+++ Provided text +++

Wednesday, February 08, 2012

Wednesday Book Day

Last week, I don't know if the books I read wrung out my emotions, or if my emotions caused me to take the books harder than I normally would have, but whew, after those I needed something fluffy and sweet.

How to Sleep with a Movie Star by Kristin Harmel filled that order. (Luckily, since it was another one I judged by the cover and didn't read any reviews or synapsis about. I don't know why I dive right in and won't take a minute to check it out first.)

Claire is the Celebrity reporter for a women's managzine in New York, and she gets the assignment to interview Hollywood's #1 Hottie, Cole Brannon (think Brad Pitt, or Johnny Depp - in their day. Um, now I guess it would be... um... or... hm, seems I don't know who the current Hotties are).

Claire's an experienced reporter and isn't really impressed by actors, though she does end up liking Cole as a person. But she knows better than to mix business with pleasure, and besides she had a boyfriend.
One day she caught her boyfriend cheating on her, and ended up getting drunk in a bar, where Cole Brannon happened to be hanging out. She passed out and he took care of her.

Turned out the woman the boyfriend was cheating with was the sister of a real bitch that Claire worked with. She came to Claire's apartment to pick up the purse her sister had left behind, and saw Cole there. She was jealous and went to a Tabloid and leaked the story that Claire was sleeping with Cole.

Of course that's just the cut and dried version, and a lot more happens, and of course the Happily Ever After.

After that, and feeling better in general, I figured I was ready for Beautiful Disaster by Jamie McGuire.

+++ Provided material +++

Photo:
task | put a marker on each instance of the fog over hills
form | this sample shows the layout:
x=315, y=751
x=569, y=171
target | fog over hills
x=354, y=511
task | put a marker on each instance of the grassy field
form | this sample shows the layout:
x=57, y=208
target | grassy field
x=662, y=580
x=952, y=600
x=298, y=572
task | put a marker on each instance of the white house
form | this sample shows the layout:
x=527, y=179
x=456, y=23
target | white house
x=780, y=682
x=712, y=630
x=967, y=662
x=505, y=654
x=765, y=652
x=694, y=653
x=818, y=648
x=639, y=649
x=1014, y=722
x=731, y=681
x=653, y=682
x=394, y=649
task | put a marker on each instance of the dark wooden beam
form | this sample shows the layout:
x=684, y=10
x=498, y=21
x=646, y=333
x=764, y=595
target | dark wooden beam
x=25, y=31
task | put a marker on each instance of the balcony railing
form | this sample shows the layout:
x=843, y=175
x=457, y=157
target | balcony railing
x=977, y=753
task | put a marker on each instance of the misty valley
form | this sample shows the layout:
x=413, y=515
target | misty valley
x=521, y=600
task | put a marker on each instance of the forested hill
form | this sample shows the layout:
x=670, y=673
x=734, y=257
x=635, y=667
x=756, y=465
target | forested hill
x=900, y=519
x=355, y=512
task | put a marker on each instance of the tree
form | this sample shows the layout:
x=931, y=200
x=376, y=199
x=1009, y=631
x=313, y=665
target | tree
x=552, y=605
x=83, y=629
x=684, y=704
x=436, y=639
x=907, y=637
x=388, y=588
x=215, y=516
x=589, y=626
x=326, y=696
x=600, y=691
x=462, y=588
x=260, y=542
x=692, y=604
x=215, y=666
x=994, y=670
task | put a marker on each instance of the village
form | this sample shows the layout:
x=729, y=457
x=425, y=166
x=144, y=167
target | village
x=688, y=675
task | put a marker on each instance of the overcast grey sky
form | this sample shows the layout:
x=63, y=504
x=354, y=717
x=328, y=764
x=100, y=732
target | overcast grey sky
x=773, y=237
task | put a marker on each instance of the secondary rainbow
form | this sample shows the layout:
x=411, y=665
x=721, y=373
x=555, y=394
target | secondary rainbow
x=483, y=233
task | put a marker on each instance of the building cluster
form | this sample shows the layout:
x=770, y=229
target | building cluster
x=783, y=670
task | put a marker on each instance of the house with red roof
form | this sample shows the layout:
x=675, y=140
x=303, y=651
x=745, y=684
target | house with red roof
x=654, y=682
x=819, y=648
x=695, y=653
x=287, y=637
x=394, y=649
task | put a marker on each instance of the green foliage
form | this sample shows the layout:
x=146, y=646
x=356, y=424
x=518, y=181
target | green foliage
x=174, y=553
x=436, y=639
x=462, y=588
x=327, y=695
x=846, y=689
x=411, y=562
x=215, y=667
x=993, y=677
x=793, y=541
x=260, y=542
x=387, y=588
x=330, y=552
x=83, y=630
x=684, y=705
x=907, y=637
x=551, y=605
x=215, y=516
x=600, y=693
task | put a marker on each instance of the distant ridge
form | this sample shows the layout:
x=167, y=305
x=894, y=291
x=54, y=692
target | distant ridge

+++

## Task instructions
A. In the book post, where did Claire end up after catching her boyfriend cheating?
B. Write out the book post word for word from "Claire is the" to "current Hotties are).".
Use only the book post, not the entries.

## Worked answers
A. She ended up getting drunk in a bar where Cole Brannon happened to be hanging out.

B.
Claire is the Celebrity reporter for a women's managzine in New York, and she gets the assignment to interview Hollywood's #1 Hottie, Cole Brannon (think Brad Pitt, or Johnny Depp - in their day. Um, now I guess it would be... um... or... hm, seems I don't know who the current Hotties are).